### Short exercise
Identify each line in the material below that contains the string "formatted". Copy every such line.

Point annotation records
+ + +

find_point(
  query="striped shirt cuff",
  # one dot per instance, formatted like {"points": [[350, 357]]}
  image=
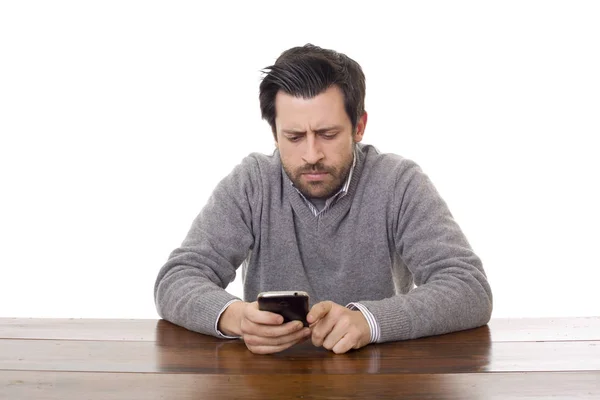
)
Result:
{"points": [[373, 325], [219, 333]]}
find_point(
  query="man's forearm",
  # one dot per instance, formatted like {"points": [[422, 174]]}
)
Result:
{"points": [[229, 323]]}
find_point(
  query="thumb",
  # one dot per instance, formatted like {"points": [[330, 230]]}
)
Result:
{"points": [[319, 311]]}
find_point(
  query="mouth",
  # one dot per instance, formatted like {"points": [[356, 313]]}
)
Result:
{"points": [[315, 175]]}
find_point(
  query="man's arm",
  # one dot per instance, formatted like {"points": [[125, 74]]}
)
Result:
{"points": [[189, 290], [452, 290]]}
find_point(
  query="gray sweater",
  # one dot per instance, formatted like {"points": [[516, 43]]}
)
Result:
{"points": [[391, 244]]}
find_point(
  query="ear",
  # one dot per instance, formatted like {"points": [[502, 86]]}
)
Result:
{"points": [[360, 128]]}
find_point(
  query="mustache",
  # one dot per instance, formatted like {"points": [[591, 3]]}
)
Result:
{"points": [[315, 168]]}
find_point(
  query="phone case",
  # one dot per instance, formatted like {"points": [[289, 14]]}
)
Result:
{"points": [[290, 307]]}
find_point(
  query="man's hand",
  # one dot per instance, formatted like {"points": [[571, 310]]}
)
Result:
{"points": [[338, 328], [263, 332]]}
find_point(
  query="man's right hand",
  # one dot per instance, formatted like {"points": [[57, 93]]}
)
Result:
{"points": [[263, 332]]}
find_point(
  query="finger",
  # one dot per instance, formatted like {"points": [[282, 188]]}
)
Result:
{"points": [[339, 330], [318, 311], [272, 331], [345, 344], [321, 330], [263, 345], [252, 313]]}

+ + +

### Solution to the problem
  # one dot per instance, formatted like {"points": [[350, 357]]}
  # one dot per instance, formatted like {"points": [[422, 174]]}
  # one dot per instance, formatted like {"points": [[330, 230]]}
  # one dot per instance, formatted like {"points": [[356, 313]]}
  # one dot per instance, formatted like {"points": [[125, 74]]}
  # one dot per instance, formatted like {"points": [[516, 43]]}
  # one dot per instance, formatted like {"points": [[502, 86]]}
  # one dot per instance, formatted like {"points": [[591, 3]]}
  # one dot per instance, formatted like {"points": [[289, 14]]}
  # one dot per instance, formatted like {"points": [[571, 310]]}
  # one dot per instance, formatted like {"points": [[57, 93]]}
  # one dot per instance, formatted like {"points": [[282, 188]]}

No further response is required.